Stored data:
=====

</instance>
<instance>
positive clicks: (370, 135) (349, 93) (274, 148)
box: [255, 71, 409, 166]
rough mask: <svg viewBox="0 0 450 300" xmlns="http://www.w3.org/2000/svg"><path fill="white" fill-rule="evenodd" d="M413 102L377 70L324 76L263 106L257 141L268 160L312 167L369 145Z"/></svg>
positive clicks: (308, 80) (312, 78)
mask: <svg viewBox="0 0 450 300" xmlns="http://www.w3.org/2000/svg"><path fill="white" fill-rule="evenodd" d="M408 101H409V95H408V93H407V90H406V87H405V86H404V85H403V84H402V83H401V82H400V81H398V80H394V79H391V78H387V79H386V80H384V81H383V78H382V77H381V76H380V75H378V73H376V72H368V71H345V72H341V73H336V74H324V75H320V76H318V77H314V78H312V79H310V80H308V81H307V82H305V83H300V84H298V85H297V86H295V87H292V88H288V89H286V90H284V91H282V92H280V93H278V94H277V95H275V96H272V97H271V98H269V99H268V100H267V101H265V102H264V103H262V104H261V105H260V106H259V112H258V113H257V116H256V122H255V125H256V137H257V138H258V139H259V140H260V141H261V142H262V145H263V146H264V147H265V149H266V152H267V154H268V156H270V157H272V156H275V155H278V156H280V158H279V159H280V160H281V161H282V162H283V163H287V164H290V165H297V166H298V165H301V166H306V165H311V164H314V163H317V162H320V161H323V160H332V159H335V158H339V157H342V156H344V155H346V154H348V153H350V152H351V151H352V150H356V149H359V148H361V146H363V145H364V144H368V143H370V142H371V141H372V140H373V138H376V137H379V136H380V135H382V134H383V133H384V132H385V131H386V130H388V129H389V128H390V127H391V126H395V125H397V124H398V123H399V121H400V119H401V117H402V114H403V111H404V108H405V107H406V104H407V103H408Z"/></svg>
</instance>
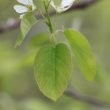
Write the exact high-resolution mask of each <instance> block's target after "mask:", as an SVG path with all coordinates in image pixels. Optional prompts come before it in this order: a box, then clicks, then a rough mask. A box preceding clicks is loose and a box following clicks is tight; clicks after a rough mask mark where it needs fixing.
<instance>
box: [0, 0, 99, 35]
mask: <svg viewBox="0 0 110 110" xmlns="http://www.w3.org/2000/svg"><path fill="white" fill-rule="evenodd" d="M97 1H99V0H84V1H82V2H80V3H76V4H73V6H72V7H71V8H70V9H69V10H67V11H65V12H64V13H67V12H70V11H73V10H78V9H79V10H81V9H85V8H87V7H89V6H91V5H92V4H94V3H95V2H97ZM55 14H56V12H55V11H51V12H50V13H49V15H50V16H54V15H55ZM44 15H45V14H44ZM36 18H37V19H42V15H41V14H38V15H37V16H36ZM19 25H20V20H19V19H14V20H13V22H11V23H5V24H3V25H0V33H4V32H7V31H10V30H14V29H17V28H18V27H19Z"/></svg>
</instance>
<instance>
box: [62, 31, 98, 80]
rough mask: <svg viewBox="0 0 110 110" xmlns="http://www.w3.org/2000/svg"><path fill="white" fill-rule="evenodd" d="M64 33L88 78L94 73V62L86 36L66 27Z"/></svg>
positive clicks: (89, 78)
mask: <svg viewBox="0 0 110 110" xmlns="http://www.w3.org/2000/svg"><path fill="white" fill-rule="evenodd" d="M64 34H65V36H66V38H67V40H68V41H69V43H70V45H71V48H72V50H73V53H74V56H75V58H76V61H77V62H78V64H79V67H80V68H81V70H82V72H83V73H84V75H85V76H86V78H87V79H88V80H92V79H93V78H94V76H95V74H96V62H95V59H94V57H93V54H92V50H91V48H90V46H89V43H88V41H87V40H86V38H85V37H84V36H83V35H82V34H81V33H80V32H78V31H76V30H73V29H67V30H65V31H64Z"/></svg>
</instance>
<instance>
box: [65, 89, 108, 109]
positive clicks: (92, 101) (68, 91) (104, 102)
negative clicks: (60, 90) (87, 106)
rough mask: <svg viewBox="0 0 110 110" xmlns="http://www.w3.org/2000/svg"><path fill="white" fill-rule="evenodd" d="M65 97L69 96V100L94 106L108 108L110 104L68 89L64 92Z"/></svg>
mask: <svg viewBox="0 0 110 110" xmlns="http://www.w3.org/2000/svg"><path fill="white" fill-rule="evenodd" d="M65 95H67V96H70V97H71V98H75V99H77V100H79V101H82V102H86V103H88V104H91V105H94V106H98V107H107V108H110V103H106V102H103V101H101V100H99V99H96V98H93V97H91V96H87V95H83V94H80V93H78V92H77V91H76V90H74V89H68V90H67V91H65Z"/></svg>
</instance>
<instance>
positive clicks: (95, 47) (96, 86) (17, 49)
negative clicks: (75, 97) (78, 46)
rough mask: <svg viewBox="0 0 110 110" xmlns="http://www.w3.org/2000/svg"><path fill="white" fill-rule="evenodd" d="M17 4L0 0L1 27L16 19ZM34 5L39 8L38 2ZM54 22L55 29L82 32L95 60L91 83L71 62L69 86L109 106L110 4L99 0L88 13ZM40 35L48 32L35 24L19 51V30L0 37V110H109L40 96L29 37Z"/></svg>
mask: <svg viewBox="0 0 110 110" xmlns="http://www.w3.org/2000/svg"><path fill="white" fill-rule="evenodd" d="M80 1H83V0H80ZM16 3H17V2H16V0H0V24H3V23H6V21H7V20H8V21H7V23H10V22H12V21H13V18H18V17H19V15H18V14H16V13H15V11H14V10H13V6H14V4H16ZM37 5H38V6H39V7H41V3H40V2H39V0H38V2H37ZM56 21H57V24H56V28H57V29H59V28H61V27H62V24H63V25H64V26H65V27H72V28H75V29H77V30H79V31H81V32H82V33H83V34H84V35H85V36H86V37H87V39H88V41H89V43H90V45H91V47H92V49H93V52H94V55H95V57H96V60H97V66H98V70H97V75H96V77H95V79H94V81H87V80H86V79H85V77H84V76H83V75H82V73H81V72H80V70H79V69H78V68H77V65H76V63H75V61H74V65H73V76H72V78H71V81H70V83H71V85H72V86H73V87H74V88H75V89H76V90H77V91H78V92H80V93H82V94H86V95H90V96H93V97H96V98H98V99H101V100H103V101H106V102H110V74H109V73H110V0H99V2H98V3H97V4H94V5H92V6H91V7H89V8H87V9H84V10H77V11H76V10H75V11H72V12H70V13H66V14H63V15H60V16H58V17H56ZM43 31H48V28H47V27H46V26H45V25H44V24H43V23H37V24H36V25H35V26H34V27H33V28H32V29H31V31H30V32H29V34H28V35H27V38H26V39H25V41H24V42H23V44H22V46H21V47H20V48H14V44H15V42H16V39H17V35H18V34H19V29H16V30H12V31H9V32H6V33H2V34H0V110H110V109H107V108H100V107H96V106H93V105H89V104H87V103H84V102H81V101H78V100H76V99H71V98H69V97H67V96H65V95H63V96H61V97H60V98H59V99H58V100H57V101H56V102H52V101H50V100H49V99H47V98H46V97H45V96H43V95H42V93H41V92H40V91H39V89H38V87H37V84H36V82H35V79H34V72H33V63H34V57H35V54H36V52H37V49H36V48H35V46H36V44H38V42H37V41H35V40H33V39H32V37H31V36H33V35H35V34H36V33H39V32H40V33H42V32H43ZM43 35H44V34H43ZM43 35H42V34H41V36H43ZM58 39H59V41H62V40H64V36H63V35H62V34H61V35H60V36H58Z"/></svg>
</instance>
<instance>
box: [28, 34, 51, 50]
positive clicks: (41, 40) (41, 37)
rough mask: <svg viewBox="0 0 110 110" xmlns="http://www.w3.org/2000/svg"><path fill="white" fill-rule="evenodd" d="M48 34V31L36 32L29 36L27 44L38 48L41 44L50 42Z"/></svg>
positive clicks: (30, 45) (48, 34) (44, 43)
mask: <svg viewBox="0 0 110 110" xmlns="http://www.w3.org/2000/svg"><path fill="white" fill-rule="evenodd" d="M50 36H51V35H50V33H49V32H41V33H38V34H36V35H34V36H33V37H31V39H30V41H29V44H28V45H29V46H30V47H33V48H38V47H40V46H42V45H46V44H50V43H51V41H50V38H49V37H50Z"/></svg>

=====

## Goal of the exercise
Check every line above for the word "negative" and copy those that have it.

## Problem solution
negative clicks: (60, 90) (87, 106)
negative clicks: (75, 97) (78, 46)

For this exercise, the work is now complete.